### [The task]
Write out the material below exactly, beginning at the line that contains "dishwasher handle in the picture above." and ending with its last line, both ends included; write nothing else.

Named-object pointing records
********

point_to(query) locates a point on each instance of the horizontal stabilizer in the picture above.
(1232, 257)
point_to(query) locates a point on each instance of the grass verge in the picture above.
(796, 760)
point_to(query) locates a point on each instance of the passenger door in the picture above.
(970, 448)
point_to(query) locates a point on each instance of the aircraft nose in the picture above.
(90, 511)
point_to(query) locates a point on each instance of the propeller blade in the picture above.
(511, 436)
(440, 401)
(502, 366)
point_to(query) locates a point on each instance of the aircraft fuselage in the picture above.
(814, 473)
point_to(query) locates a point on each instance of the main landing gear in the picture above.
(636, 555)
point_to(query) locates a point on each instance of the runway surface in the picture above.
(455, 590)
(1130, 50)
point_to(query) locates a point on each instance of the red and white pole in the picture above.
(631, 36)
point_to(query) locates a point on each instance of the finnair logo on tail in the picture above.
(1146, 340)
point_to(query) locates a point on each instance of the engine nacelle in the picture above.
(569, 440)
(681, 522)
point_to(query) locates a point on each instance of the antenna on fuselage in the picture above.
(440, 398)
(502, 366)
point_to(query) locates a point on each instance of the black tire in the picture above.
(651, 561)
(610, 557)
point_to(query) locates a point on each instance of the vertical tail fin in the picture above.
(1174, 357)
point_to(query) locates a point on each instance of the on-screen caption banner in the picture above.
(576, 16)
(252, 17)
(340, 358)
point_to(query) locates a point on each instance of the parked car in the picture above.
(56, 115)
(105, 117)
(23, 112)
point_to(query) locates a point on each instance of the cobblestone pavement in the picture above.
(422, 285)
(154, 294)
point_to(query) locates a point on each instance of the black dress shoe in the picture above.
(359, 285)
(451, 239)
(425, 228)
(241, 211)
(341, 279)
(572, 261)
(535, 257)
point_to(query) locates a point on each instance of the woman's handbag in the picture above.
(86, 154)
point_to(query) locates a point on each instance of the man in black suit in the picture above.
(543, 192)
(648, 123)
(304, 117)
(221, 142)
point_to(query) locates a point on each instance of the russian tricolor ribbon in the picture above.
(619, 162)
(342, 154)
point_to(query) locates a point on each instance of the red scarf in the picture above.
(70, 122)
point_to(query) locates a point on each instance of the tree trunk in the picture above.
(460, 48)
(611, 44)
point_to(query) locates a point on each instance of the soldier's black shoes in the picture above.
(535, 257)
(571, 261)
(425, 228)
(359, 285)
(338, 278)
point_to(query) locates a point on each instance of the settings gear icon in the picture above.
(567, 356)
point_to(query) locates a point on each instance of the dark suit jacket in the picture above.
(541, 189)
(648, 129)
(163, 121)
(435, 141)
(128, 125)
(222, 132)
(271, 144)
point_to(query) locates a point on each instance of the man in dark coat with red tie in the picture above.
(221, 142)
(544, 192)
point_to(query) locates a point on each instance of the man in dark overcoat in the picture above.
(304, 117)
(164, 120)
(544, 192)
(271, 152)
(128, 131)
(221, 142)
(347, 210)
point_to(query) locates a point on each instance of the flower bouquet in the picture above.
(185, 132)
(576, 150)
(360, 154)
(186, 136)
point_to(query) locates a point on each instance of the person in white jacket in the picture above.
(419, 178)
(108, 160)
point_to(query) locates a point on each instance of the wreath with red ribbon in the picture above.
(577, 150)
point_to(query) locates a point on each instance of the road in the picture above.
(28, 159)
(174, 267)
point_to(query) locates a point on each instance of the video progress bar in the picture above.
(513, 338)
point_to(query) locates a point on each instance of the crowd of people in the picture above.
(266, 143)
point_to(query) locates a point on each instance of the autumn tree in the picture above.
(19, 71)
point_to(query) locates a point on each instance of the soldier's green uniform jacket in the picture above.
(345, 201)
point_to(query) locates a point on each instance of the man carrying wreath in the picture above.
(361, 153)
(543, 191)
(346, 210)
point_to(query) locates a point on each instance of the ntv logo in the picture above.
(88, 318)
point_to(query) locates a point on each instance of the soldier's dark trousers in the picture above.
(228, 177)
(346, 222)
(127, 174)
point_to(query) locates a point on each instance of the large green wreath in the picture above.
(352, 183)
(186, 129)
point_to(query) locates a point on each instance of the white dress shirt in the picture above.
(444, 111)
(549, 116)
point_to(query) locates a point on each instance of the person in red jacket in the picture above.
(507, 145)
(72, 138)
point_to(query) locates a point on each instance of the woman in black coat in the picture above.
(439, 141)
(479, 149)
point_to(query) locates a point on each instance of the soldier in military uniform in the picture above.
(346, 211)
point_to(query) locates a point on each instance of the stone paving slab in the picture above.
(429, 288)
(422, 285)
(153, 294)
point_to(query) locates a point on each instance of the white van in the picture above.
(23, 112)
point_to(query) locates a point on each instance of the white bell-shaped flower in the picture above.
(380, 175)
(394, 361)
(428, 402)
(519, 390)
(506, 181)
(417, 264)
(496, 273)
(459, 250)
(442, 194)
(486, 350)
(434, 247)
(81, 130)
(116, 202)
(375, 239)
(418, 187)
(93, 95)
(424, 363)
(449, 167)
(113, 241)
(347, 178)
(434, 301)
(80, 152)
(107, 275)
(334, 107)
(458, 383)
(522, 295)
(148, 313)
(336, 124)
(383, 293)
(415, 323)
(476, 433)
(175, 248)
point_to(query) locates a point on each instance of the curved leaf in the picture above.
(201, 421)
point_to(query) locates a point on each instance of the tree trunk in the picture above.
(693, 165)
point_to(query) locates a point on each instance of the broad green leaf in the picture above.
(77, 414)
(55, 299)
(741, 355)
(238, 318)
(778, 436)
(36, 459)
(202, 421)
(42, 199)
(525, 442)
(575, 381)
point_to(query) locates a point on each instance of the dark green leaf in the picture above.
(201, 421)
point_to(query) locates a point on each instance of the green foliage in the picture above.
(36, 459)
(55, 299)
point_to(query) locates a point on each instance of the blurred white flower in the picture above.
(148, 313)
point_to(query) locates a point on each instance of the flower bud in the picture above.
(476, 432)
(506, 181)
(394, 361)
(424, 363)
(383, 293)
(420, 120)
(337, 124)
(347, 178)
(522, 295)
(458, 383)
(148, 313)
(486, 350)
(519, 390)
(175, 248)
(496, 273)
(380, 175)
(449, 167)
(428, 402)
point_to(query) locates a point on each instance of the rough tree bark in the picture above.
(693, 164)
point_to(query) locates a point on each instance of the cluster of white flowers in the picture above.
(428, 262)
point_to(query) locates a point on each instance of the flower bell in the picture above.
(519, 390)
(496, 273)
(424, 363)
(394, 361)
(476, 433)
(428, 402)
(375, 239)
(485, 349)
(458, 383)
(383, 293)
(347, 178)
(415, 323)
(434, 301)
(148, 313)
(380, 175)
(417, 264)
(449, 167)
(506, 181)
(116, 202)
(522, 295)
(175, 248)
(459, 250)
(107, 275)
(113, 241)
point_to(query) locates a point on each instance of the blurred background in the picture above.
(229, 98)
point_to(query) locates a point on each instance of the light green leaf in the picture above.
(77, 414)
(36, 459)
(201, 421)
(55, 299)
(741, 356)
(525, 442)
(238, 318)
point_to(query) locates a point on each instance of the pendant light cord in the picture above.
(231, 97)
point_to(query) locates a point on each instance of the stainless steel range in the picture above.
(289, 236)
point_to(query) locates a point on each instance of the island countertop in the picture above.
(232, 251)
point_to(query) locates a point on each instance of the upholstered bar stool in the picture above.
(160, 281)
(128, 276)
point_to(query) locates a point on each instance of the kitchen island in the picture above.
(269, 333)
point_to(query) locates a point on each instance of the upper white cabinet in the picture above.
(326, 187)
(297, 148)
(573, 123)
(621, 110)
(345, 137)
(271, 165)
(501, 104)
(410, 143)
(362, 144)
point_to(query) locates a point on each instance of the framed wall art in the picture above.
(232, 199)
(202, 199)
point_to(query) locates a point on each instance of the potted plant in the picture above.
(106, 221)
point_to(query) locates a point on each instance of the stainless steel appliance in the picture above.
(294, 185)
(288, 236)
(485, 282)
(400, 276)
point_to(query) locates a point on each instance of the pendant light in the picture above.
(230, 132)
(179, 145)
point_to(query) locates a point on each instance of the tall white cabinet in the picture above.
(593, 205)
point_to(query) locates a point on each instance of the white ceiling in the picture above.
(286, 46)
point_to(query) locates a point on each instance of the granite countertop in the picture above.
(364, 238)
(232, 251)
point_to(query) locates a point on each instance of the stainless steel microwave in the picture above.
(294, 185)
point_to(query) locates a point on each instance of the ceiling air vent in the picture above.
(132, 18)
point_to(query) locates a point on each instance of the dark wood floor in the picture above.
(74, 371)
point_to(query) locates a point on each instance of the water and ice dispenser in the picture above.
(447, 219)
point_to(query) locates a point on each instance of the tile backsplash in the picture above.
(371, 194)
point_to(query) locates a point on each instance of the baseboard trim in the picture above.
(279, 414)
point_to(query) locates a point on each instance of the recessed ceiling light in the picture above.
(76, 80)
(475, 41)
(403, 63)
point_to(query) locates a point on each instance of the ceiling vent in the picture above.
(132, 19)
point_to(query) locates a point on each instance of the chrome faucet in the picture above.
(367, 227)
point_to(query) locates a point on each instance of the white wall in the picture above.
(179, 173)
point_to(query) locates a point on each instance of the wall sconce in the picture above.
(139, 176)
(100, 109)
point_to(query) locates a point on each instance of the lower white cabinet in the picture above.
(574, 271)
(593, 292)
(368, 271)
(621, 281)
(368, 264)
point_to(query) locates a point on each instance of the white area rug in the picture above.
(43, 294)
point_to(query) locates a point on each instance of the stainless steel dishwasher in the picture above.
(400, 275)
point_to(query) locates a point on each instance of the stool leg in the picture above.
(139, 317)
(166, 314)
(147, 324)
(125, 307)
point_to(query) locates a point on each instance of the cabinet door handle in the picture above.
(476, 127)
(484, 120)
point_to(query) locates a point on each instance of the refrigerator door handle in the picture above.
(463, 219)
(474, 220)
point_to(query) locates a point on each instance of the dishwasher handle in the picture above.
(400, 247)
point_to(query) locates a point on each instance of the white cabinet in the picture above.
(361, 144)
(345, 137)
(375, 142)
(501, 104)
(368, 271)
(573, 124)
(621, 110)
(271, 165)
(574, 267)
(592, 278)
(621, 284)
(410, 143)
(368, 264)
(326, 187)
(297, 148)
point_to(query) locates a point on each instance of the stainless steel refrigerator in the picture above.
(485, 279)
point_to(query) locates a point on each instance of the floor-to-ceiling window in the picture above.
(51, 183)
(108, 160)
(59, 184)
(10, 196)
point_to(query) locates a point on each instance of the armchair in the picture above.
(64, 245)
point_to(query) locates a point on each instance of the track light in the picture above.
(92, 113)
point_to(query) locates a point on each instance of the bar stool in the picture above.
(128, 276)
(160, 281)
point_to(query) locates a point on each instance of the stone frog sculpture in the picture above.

********

### [The solution]
point_to(query) locates a point on each instance of the dishwasher handle in the picture above.
(400, 247)
point_to(query) locates a point on each instance of the white cabinet in the picture above.
(361, 144)
(345, 137)
(375, 142)
(501, 104)
(368, 271)
(573, 124)
(621, 110)
(271, 165)
(574, 267)
(592, 278)
(621, 284)
(410, 143)
(368, 264)
(326, 187)
(297, 148)
point_to(query) locates a point on each instance of the stainless steel refrigerator in the picture above.
(485, 279)
point_to(query) locates a point on each instance of the floor-to-ceiling window in the picture above.
(51, 183)
(108, 160)
(59, 184)
(10, 196)
point_to(query) locates a point on each instance of the armchair in the picture above.
(64, 245)
point_to(query) locates a point on each instance of the track light in the picture above.
(92, 113)
point_to(query) locates a point on each instance of the bar stool in the picture above.
(128, 276)
(160, 281)
point_to(query) locates a point on each instance of the stone frog sculpture in the picture above.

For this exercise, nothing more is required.